» **PROBLEM TO SOLVE**
Rewrite the listing below, switching each occurrence of "tuples" to "pairs" and keeping everything else the same.

» **EXERCISE INPUT**
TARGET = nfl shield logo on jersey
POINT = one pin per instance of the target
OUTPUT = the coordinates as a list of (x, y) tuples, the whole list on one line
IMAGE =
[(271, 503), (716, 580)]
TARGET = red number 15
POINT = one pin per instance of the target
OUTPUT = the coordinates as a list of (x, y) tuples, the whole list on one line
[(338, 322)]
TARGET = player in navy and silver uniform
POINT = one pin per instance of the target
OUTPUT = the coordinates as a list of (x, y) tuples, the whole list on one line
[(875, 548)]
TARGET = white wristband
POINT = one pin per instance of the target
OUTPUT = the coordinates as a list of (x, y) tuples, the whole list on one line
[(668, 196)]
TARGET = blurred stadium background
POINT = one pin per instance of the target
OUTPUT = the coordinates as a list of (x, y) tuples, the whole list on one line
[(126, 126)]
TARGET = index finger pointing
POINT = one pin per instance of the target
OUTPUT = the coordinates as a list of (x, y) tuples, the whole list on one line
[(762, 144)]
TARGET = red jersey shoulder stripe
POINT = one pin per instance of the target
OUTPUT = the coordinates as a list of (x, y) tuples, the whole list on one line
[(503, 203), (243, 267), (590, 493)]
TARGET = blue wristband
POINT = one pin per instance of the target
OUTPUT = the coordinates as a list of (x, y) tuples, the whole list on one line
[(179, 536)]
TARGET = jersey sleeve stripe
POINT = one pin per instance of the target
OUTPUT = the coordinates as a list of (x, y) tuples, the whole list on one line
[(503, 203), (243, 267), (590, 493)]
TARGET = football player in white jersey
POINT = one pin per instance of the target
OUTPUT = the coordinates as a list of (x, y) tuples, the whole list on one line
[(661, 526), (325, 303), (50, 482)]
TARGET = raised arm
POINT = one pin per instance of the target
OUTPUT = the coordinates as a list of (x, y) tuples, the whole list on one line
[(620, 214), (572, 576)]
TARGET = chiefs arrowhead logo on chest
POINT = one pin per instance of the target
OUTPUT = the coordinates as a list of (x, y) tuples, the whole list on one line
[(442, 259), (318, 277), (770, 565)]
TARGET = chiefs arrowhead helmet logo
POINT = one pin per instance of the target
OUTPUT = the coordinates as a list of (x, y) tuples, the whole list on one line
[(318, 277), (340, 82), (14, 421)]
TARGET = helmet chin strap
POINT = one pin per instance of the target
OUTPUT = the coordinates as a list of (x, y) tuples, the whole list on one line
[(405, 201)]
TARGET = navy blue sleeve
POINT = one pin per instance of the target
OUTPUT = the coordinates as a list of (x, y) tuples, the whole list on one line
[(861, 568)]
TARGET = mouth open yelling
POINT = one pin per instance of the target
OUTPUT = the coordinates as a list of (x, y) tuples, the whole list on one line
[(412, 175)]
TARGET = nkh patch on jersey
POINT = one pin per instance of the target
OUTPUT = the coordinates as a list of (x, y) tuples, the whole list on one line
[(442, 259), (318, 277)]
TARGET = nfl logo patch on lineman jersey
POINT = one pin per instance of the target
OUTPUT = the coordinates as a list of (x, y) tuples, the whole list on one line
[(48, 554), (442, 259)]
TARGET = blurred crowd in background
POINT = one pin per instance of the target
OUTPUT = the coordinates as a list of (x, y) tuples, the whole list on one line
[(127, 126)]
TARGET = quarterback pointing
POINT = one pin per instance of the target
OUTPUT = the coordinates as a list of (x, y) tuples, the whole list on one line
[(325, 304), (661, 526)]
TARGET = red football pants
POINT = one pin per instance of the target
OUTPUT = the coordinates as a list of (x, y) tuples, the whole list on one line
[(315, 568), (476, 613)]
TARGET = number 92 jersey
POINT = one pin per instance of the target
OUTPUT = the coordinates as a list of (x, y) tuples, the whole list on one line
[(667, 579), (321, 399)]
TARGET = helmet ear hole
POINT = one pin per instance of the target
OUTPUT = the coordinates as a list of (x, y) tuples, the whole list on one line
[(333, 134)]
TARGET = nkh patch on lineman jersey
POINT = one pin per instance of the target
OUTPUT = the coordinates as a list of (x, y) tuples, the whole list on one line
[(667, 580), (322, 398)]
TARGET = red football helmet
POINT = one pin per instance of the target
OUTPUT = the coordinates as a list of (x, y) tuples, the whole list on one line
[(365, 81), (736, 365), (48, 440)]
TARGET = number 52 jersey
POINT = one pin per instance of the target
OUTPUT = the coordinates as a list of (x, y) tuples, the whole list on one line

» **TASK RESULT**
TARGET = nfl shield logo on jersey
POINT = one pin per instance of the target
OUTPUT = the coordinates as a list of (x, y) pairs, the whole list on one line
IMAGE =
[(271, 503), (716, 580)]
TARGET = red number 15
POINT = one pin per instance of the target
OUTPUT = the coordinates as a list of (x, y) pairs, the whole list on one line
[(338, 322)]
TARGET = player in navy and silver uniform
POINT = one pin per instance of the target
OUTPUT = the coordinates as a list of (x, y) pairs, the whole list on one line
[(875, 548)]
TARGET = white wristband
POINT = one pin per instance of the target
OUTPUT = the coordinates as a list of (x, y) pairs, the whole list on one line
[(668, 196)]
TARGET = blurred stadium background
POINT = one pin per instance of the target
OUTPUT = the coordinates as a list of (x, y) pairs, the whole list on one line
[(126, 126)]
TARGET = index finger pointing
POINT = one pin per instance of the target
OUTPUT = the coordinates as a list of (x, y) pairs, the whole list on one line
[(762, 144)]
TARGET = red jersey shoulder stripe
POINT = one pin per instance of the target
OUTPUT = the coordinates as a list of (x, y) pairs, the whole list on one line
[(503, 203), (243, 267), (590, 493)]
TARGET = blue wristband
POINT = one pin per instance of the target
OUTPUT = the coordinates as a list of (x, y) pairs, the whole list on one line
[(179, 536)]
TARGET = jersey sleeve stripe
POINT = one pin per instance of the target
OUTPUT = the coordinates as a list of (x, y) pairs, the whole list on one line
[(503, 203), (243, 267), (590, 493)]
TARGET = football player in white jersey
POINT = one pin per instance of the target
OUTPUT = the coordinates as a list of (x, y) pairs, the whole list on one line
[(661, 526), (325, 303), (50, 482)]
TARGET = raised arm
POINT = one pin per instance of the target
OUTPUT = the coordinates as a list of (x, y) pairs, the whole list on one line
[(620, 214), (572, 576)]
TARGET = chiefs arrowhead logo on chest
POINT = one pin per instance of the target
OUTPUT = the coordinates as a list of (x, y) pairs, the whole list on one line
[(442, 259), (318, 277), (770, 565)]
TARGET = chiefs arrowhead helmet logo
POINT = one pin per instance of the target
OUTPUT = the coordinates as a list of (x, y) pairs, the whole list on one line
[(318, 277), (340, 82), (14, 421)]
TARGET = helmet chin strap
POINT = one pin per instance of the target
OUTPUT = the coordinates as a list of (x, y) pairs, the whole list on one line
[(405, 201)]
TARGET = navy blue sleeve
POINT = one pin per instance of the target
OUTPUT = the coordinates as a list of (x, y) pairs, the whole list on one line
[(861, 568)]
TARGET = mouth open yelling
POINT = one pin per instance of the target
OUTPUT = the coordinates as a list of (x, y) pairs, the whole list on one line
[(412, 175)]
TARGET = nkh patch on jersey
POINT = one pin per instance of the target
OUTPUT = the coordinates as a list of (x, y) pairs, the whole list on one line
[(442, 259), (318, 277)]
TARGET = nfl logo patch on lineman jersey
POINT = one pin per instance of the target
OUTPUT = the coordinates as a list of (x, y) pairs, the whole list on one line
[(48, 554), (442, 259)]
TARGET = blurred crowd in background
POINT = one pin per instance of the target
OUTPUT = the coordinates as a list of (x, y) pairs, the whole list on one line
[(127, 126)]
TARGET = quarterback pointing
POINT = one pin per instance of the target
OUTPUT = the coordinates as a list of (x, y) pairs, the whole list on one line
[(325, 304), (661, 526)]
TARGET = red football pants
POINT = one pin per instance of the target
OUTPUT = the coordinates as a list of (x, y) pairs, the whole list on one line
[(315, 568), (476, 613)]
TARGET = number 92 jersey
POINT = one pin per instance of the target
OUTPUT = the coordinates as a list of (x, y) pairs, the whole list on one line
[(667, 579), (321, 399)]
TARGET = helmet ear hole
POINT = one pin per instance of the target
OUTPUT = the coordinates as a list of (x, y) pairs, the whole list on one line
[(333, 134)]
TARGET = nkh patch on lineman jersey
POINT = one pin per instance of the target
OUTPUT = the coordinates as a list of (x, y) pairs, the whole list on one line
[(667, 580), (322, 398)]
TARGET = red football helmet
POINT = one pin per instance of the target
OUTPUT = the coordinates as a list of (x, y) pairs, the whole list on one line
[(365, 81), (736, 365), (48, 440)]
TARGET = number 52 jersey
POINT = one pin per instance of the target
OUTPUT = the coordinates as a list of (x, y) pairs, the whole list on one line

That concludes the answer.